Copy the court ruling excerpt on the Kaya Tiwi Forest petition word for word, in full.

**PASSAGE FOR REVIEW**

----

ETHICS & ANTI CORRUPTION COMMISSION...................................5TH INTERESTED PARTY

RULING

THE PETITION

1 The Petition herein was filed on 23/10/2020. It is supported by the affidavit of Kevin Dzumo, Director of Legal Services Kwale County as well as the grounds on the face of the petition. The subject of the petition is  a site measuring approximately 10 hectares situated in Tiwi area within Kwale County (Kaya Tiwi Forest).

2 The Petitioners case is that, the subject parcel is the ancestral home of the Digo subtribe of the Mijikenda. That to the Digo it is sacred and for over 300 years has been the abode of their ancestors and a repository of their spiritual beliefs. It is averred that each of the Mijikenda sub tribes has a sacred forest used for prayers (Kaya) and the same have been recognised as UNESCO World Heritage Sites.

----

**DATA TO EXAMINE**
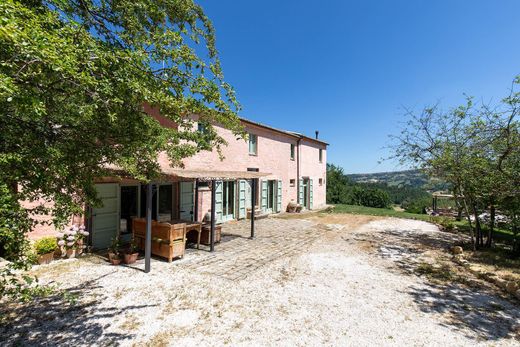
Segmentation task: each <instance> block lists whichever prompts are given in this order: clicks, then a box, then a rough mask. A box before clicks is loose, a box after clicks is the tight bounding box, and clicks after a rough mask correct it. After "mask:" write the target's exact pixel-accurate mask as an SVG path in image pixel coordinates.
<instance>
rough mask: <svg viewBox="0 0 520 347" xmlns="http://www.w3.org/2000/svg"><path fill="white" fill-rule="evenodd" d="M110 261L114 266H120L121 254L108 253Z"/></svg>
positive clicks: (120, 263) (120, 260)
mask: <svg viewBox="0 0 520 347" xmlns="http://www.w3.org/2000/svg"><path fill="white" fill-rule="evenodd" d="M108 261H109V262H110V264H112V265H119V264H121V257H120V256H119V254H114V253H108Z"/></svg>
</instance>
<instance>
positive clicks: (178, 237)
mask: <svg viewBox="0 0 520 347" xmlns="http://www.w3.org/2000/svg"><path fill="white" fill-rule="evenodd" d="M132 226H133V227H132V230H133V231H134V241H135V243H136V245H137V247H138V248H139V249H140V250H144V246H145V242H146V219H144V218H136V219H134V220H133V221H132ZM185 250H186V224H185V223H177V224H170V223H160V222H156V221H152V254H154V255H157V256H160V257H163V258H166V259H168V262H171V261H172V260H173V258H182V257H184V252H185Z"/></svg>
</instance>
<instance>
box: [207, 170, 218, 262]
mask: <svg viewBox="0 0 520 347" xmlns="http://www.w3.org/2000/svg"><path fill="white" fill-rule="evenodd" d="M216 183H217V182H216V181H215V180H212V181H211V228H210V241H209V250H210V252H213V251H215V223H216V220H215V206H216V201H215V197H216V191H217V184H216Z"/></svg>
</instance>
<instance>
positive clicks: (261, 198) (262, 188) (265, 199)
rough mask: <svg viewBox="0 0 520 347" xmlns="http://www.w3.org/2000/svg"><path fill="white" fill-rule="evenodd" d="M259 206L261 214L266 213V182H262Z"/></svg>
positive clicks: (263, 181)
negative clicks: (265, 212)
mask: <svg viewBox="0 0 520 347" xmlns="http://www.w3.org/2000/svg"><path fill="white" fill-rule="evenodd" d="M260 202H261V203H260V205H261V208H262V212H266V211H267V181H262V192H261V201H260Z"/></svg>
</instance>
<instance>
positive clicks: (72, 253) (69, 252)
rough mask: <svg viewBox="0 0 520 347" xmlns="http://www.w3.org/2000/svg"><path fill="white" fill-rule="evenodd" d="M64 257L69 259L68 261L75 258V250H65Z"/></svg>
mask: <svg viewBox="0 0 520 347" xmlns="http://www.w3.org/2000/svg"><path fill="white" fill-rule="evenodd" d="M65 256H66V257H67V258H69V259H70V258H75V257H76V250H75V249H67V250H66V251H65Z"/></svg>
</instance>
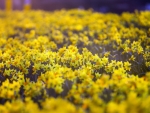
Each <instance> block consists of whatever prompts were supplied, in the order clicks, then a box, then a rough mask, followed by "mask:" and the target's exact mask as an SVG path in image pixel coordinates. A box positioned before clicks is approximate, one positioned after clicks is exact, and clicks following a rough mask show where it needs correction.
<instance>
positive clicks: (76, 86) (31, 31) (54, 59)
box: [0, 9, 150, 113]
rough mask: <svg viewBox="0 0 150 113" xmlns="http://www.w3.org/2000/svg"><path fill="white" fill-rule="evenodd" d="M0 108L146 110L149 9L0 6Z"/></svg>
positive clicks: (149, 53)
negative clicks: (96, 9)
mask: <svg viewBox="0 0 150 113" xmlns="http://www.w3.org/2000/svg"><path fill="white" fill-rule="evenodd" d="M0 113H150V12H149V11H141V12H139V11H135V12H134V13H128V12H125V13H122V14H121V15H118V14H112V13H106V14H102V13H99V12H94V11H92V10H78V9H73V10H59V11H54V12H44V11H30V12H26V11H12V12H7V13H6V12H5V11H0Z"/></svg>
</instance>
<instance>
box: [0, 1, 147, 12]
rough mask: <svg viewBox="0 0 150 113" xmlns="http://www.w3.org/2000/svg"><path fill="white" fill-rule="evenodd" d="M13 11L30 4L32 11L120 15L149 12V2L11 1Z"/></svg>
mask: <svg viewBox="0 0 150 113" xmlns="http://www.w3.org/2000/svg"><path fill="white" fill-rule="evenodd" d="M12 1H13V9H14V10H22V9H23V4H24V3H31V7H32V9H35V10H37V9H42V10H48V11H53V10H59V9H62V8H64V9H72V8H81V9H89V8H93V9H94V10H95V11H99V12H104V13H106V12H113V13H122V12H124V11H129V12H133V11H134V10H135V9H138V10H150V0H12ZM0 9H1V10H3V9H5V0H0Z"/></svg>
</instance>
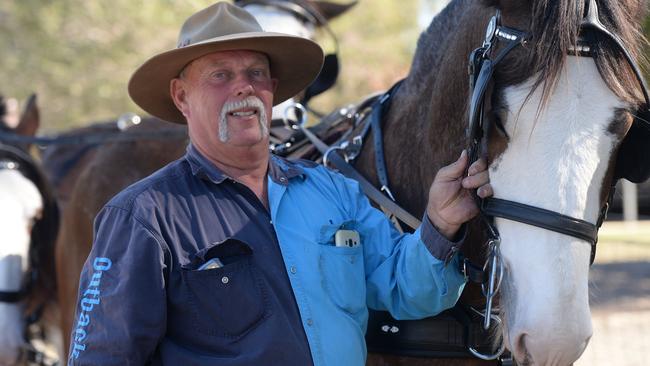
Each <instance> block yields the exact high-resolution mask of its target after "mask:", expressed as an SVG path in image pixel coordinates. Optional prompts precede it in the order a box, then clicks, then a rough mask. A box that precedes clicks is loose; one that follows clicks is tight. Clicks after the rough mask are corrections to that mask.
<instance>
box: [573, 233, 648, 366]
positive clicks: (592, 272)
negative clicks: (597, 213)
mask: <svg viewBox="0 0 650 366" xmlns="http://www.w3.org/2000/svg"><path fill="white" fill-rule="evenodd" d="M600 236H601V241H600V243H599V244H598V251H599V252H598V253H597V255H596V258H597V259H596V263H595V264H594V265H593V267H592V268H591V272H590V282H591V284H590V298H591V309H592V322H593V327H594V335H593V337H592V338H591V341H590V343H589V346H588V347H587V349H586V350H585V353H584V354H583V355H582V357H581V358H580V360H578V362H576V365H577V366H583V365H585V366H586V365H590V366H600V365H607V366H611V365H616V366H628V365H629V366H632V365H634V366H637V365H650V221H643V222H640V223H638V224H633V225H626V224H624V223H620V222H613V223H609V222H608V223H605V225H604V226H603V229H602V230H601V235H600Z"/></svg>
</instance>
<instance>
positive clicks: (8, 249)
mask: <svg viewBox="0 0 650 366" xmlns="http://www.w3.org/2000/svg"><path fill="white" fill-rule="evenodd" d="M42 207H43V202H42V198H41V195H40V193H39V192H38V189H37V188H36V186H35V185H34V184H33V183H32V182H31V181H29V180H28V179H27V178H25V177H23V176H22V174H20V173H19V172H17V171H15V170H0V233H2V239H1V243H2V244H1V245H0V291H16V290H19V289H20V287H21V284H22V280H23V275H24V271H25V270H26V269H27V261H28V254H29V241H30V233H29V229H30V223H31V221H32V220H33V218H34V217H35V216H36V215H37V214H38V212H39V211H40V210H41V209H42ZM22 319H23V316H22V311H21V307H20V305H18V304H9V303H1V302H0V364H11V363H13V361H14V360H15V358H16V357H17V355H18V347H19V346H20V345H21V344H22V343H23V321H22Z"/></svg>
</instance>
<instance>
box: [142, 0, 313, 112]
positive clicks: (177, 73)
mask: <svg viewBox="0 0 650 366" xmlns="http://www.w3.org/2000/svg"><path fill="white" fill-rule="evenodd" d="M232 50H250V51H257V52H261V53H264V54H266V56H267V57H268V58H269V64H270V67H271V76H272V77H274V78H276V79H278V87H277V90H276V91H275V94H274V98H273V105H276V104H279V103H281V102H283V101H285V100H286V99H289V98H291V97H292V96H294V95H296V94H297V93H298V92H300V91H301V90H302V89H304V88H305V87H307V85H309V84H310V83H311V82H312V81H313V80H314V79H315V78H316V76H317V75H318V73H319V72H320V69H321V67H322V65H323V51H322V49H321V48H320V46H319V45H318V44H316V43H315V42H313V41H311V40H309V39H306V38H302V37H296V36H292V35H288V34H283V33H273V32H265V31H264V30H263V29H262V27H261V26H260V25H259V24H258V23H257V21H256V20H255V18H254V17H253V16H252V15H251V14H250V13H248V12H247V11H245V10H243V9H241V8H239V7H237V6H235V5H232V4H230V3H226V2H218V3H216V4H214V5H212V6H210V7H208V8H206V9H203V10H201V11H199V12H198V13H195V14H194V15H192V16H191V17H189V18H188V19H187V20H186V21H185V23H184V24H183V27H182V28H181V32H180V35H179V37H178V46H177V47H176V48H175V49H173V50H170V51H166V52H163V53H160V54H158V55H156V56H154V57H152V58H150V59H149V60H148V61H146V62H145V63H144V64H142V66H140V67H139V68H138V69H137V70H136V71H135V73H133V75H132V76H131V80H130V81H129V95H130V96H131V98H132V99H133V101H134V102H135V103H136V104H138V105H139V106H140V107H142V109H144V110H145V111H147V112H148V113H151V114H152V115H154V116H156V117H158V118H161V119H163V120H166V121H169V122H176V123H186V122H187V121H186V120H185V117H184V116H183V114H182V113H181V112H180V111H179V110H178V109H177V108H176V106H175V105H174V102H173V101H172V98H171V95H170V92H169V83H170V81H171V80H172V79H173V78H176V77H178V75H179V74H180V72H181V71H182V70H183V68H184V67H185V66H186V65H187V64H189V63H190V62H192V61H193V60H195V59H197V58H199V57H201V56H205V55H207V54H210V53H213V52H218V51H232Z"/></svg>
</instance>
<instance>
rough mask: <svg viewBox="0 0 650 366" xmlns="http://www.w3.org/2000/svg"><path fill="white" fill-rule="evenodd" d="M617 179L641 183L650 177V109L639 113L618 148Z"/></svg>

----

**WRITTEN SOLUTION**
ETHICS & ANTI CORRUPTION COMMISSION...................................5TH INTERESTED PARTY

RULING

THE PETITION

1 The Petition herein was filed on 23/10/2020. It is supported by the affidavit of Kevin Dzumo, Director of Legal Services Kwale County as well as the grounds on the face of the petition. The subject of the petition is  a site measuring approximately 10 hectares situated in Tiwi area within Kwale County (Kaya Tiwi Forest).

2 The Petitioners case is that, the subject parcel is the ancestral home of the Digo subtribe of the Mijikenda. That to the Digo it is sacred and for over 300 years has been the abode of their ancestors and a repository of their spiritual beliefs. It is averred that each of the Mijikenda sub tribes has a sacred forest used for prayers (Kaya) and the same have been recognised as UNESCO World Heritage Sites.